WORK REQUEST A = Rewrite the paragraph beginning "This solution based on a motion estimator" from the false contour compensation summary as a bulleted list that keeps its main facts.
WORK REQUEST B = Print the passage of the false contour compensation summary starting at "Advantageously, additional embodiments" and ending at "description.".

GIVEN TEXT =
=-=-=

SUMMARY OF THE INVENTION Therefore, it is an object of the present
invention to disclose a method and an apparatus which achieves an
efficient false contour effect compensation without affecting the
picture content and which is easy to implement. It is embodied in
the present invention an apparatus and method for the compensation
of the false contour effect by utilizing a motion estimator which
determines motion vectors for blocks of pixel data. The resulting
motion vectors are utilized for re-coding the pixels of the block
wherein in the re-coding step a step of shifting the sub-fields of
pixels is included. The so calculated pixels of the block are used
to display the picture instead of displaying the original pixel
data. Thus, the general idea of the invention is to detect the
movements in the picture (displacement of the eye focus area) and
to spread the right sub-field pulses over this displacement in
order to be sure that the eye will only perceive the correct
information through its movement.
This solution based on a motion estimator has the big advantage
that it will not add false information in the picture and, in
addition, this solution is independent from the picture contents
and also from the sub-field organization. Further advantages are,
that the inventive method allows a complete correction of the false
contour effect when the motion vector is well-known. Also the
method is not dependent from the used addressing technique for the
plasma display panel. With regard to the disclosed specific
embodiment, when the addressing or the sub-field organization
changes, there is only the need to re-calculate the different
centers of gravity of the sub-fields but the algorithm remains
unchanged.
Another important advantage is that the picture noise has no impact
on the correction quality. The method according to the invention is
simple to implement. There is no need of a big memory since it does
not need any kind of LUTs like the pulse equalization
technique.
Advantageously, additional embodiments of the inventive method are
disclosed in the respective dependent claims.
BRIEF DESCRIPTION OF THE DRAWING
Exemplary embodiments of the invention are illustrated in the
drawings and are explained in more detail in the following
description.

=-=-=

EXCERPTED RECORDS =

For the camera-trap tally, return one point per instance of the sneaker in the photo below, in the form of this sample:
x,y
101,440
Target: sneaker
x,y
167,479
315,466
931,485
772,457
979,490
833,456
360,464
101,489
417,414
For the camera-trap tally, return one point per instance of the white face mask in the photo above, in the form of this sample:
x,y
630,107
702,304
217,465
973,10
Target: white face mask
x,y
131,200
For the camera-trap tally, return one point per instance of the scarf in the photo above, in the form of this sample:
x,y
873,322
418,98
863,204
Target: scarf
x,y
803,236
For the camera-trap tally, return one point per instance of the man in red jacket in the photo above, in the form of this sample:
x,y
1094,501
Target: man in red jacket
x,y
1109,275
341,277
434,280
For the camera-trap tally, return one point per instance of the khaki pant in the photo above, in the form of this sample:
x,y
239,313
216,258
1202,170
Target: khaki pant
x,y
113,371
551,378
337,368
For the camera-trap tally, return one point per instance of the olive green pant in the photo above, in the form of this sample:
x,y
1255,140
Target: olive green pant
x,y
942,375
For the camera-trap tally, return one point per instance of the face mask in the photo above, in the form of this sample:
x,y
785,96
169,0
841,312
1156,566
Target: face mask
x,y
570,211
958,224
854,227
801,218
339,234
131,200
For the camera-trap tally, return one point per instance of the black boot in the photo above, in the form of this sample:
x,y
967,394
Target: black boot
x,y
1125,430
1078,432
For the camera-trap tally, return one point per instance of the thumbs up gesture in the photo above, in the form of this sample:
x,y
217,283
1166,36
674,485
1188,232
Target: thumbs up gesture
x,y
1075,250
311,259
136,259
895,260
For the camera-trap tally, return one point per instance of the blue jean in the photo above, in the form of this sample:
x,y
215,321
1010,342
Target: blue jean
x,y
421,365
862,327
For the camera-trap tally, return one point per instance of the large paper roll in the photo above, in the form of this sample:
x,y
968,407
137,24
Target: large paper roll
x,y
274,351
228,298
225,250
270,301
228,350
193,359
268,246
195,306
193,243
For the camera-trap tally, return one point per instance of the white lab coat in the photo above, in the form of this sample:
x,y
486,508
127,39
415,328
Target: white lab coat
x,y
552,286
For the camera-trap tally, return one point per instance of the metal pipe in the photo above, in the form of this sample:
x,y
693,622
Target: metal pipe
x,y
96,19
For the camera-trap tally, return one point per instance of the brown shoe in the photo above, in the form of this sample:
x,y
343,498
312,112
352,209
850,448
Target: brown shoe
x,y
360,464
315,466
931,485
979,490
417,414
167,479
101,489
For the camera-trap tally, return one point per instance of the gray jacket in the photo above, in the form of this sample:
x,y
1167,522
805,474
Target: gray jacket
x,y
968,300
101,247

=-=-=

WRITTEN SOLUTION A =
- The motion-estimator solution adds no false information to the picture.
- It is independent of both the picture contents and the sub-field organization.
- It allows complete correction of the false contour effect when the motion vector is well known.
- It does not depend on the addressing technique used for the plasma display panel.
- In the disclosed embodiment, a change in addressing or sub-field organization only requires recalculating the sub-fields' centers of gravity; the algorithm stays the same.

WRITTEN SOLUTION B =
Advantageously, additional embodiments of the inventive method are
disclosed in the respective dependent claims.
BRIEF DESCRIPTION OF THE DRAWING
Exemplary embodiments of the invention are illustrated in the
drawings and are explained in more detail in the following
description.